Given passage
- - -

This poem was created based of the French idiom entre chien et loup


between a dog and wolf

When I first heard the scratching at the door
I knew I shouldn’t answer
but I opened it and the night rain growled
and the thunder was my father’s face
in the dark sky and the wolf limped through
smelling like sour milk and old tires,
muddying the carpet with its blooded paws.
He took his place on the couch in the great room.

My daughter’s whimpers shake
her small body as she sits on my lap.
We watch her cartoons together now
on the floor pretending not to notice
the low snarl that gurgles up behind us.

At dinners, we keep the lights low
but the shadows are worse
and the pulse of its lungs scrapes
the air between us. We cannot leave
and we cannot speak of it
for it is one of us now.

When critiquing (which I'm not doing here) I sometimes say a poem is "atmospheric" because it's heavy on description but doesn't make much sense.  Here you're playing with the idea of "dog and wolf" and the play is with descriptions.  One nice thing about a work like this is how *not* telling leaves space for interesting ambiguities:  does the last line mean the guest is one of three, or (in) one of (us) two?

- - -

Given information
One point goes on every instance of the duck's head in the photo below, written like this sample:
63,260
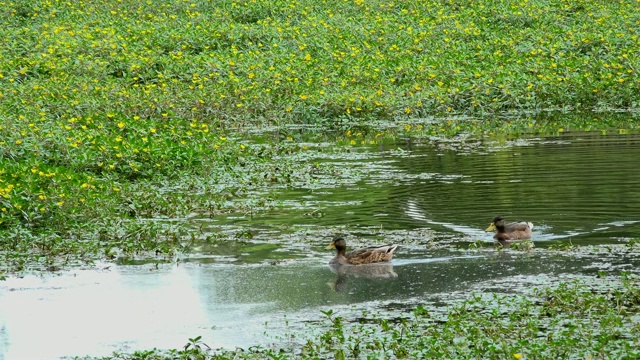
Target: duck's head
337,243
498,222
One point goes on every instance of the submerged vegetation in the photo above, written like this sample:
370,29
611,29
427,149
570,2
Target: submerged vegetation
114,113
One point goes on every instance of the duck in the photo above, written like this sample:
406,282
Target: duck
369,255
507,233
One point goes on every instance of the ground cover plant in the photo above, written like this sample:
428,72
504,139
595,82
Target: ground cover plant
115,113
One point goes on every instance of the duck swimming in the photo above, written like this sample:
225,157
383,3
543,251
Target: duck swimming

- - -

Things to do
1. Show each line from the rows that contains the string "sample", treating uppercase and lowercase as different.
2. Extend the dog-and-wolf passage above, picking up right after its last sentence.

Task-by-task outputs
1.
One point goes on every instance of the duck's head in the photo below, written like this sample:
One point goes on every instance of the submerged vegetation in the photo above, written like this sample:
One point goes on every instance of the duck in the photo above, written like this sample:
One point goes on every instance of the ground cover plant in the photo above, written like this sample:
One point goes on every instance of the duck swimming in the photo above, written like this sample:

2.
The obvious way to assemble the images is two people, father (or mother) and daughter, plus the awful wolf their visitor/tenant.  But reassemble it in other ways (it's a dog house, but the old nature returns) and it changes.  Turn it around:  the hour of dog and wolf is not so much when it becomes impossible to tell them apart - even by posture and the way they move, something like the ur-commando morning moment when it becomes possible to tell a black thread from a white - but the hour when the nature of what you meet changes from domesticated to feral.  As a cop said, at night "the complexion of the streets changes."

And turning it around further, what does the wolf feel as it enters its element?  Can that even be described in words?  And what about leaving it (actually, I think that's been done)?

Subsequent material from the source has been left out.